UNITED STATES COURT OF APPEALS FOR THE THIRD CIRCUIT
January 19, 1984
LAL, AMRIT, APPELLANT,
Appeal from the United States District Court for the Eastern District of Pennsylvania
Before: ALDISERT, HIGGINBOTHAM and SLOVITER, Circuit Judges
Opinion OF THE COURT
SLOVITER, Circuit Judge.
This is an appeal in a diversity action for defamation (Count I) and trespass (Count II), arising out of the production and publication of a news report aired by the defendant, CBS, Inc. (CBS), through WCAU-TV, a station operated by CBS in Philadelphia. The district court granted CBS's motion for summary judgment as to Count II and, at the close of all the evidence, directed a verdict for CBS as to Count I. Plaintiff appeals from both orders of the district court, as well as from the court's denial of plaintiff's motion to compel production of the notes and tapes of the reporter who prepared the broadcast.
Plaintiff, Amrit Lal, a professor of political science at Cheyney State College, owns several houses in West Chester, Pennsylvania. The house located at 217 East Nield Street (Nield Street house) was leased in March 1980 to five students attending West Chester State College. About March 9, 1980 Lal learned that Ellen Sands, editor of the Quad, the student newspaper at West Chester State College, was preparing to publish a story in the March 18 issue about conditions at properties Lal owned in West Chester. On March 17, 1980 Lal filed suit in the court of Common Pleas of Chester County against Sands, West Chester State College, and others, seeking, among other things, to enjoin publication of the article until he had an opportunity to review and respond to it. At a hearing on March 21, 1980, which lasted only a few minutes, the court granted Lal's request to withdraw his petition for an injunction as moot because the Quad article had been published as scheduled on March 18, three days earlier.

(Source excerpt)
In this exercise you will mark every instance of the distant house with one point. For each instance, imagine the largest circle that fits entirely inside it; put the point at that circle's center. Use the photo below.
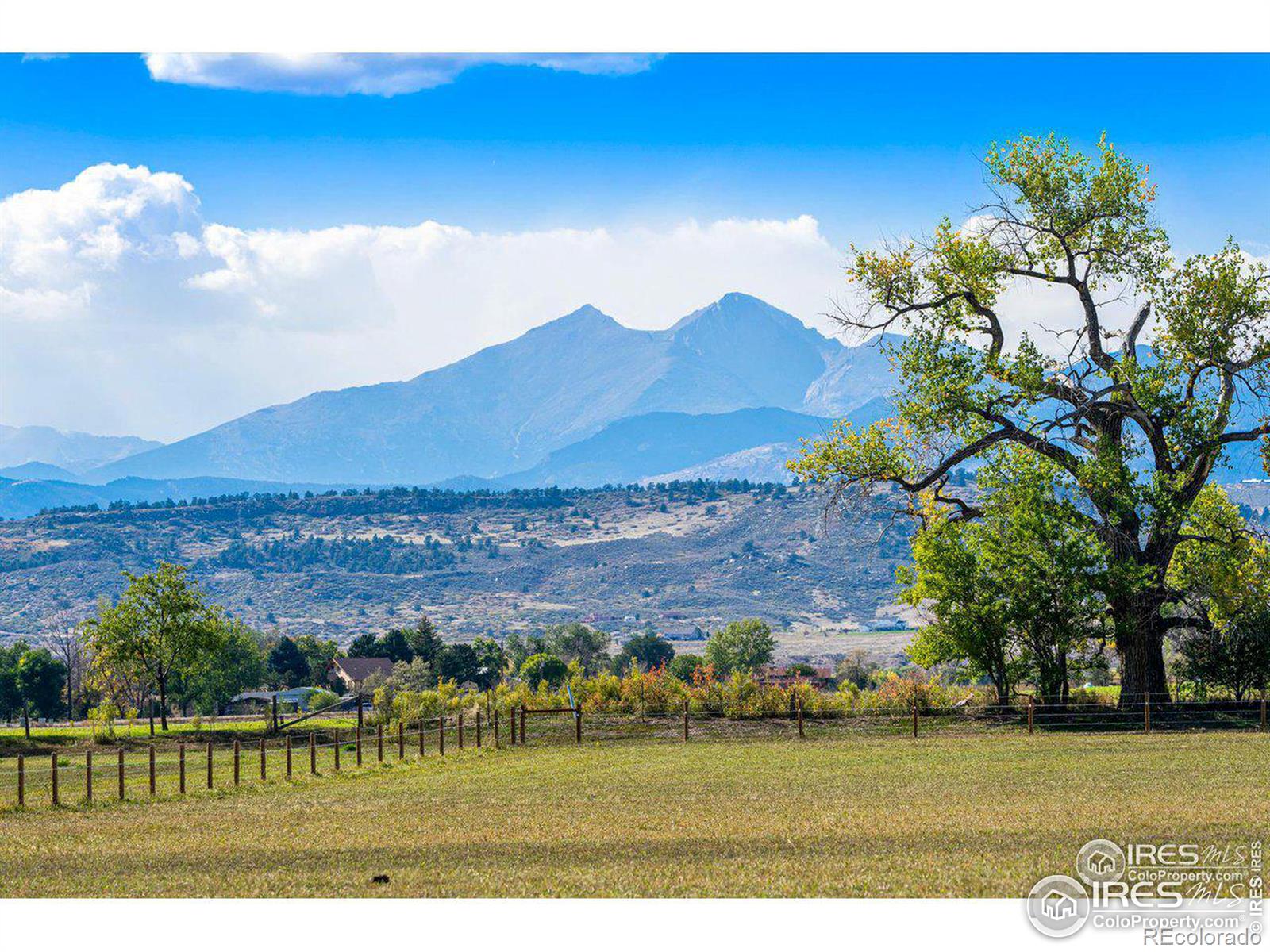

(Short task 1)
In the court opinion, where does Amrit Lal work as a professor?
(Short task 2)
Transcribe the stretch of the court opinion from "UNITED STATES COURT" through "SLOVITER, Circuit Judge.".

(Correct response 1)
Cheyney State College, where he is a professor of political science.

(Correct response 2)
UNITED STATES COURT OF APPEALS FOR THE THIRD CIRCUIT
January 19, 1984
LAL, AMRIT, APPELLANT,
Appeal from the United States District Court for the Eastern District of Pennsylvania
Before: ALDISERT, HIGGINBOTHAM and SLOVITER, Circuit Judges
Opinion OF THE COURT
SLOVITER, Circuit Judge.